◆ **Task brief**
From the first entry to the last, copy each one exactly.

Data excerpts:
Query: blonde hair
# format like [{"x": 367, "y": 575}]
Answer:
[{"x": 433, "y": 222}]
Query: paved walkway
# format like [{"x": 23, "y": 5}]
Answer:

◆ **Written reply**
Query: blonde hair
# format like [{"x": 367, "y": 575}]
Answer:
[{"x": 433, "y": 222}]
Query: paved walkway
# format like [{"x": 23, "y": 5}]
Answer:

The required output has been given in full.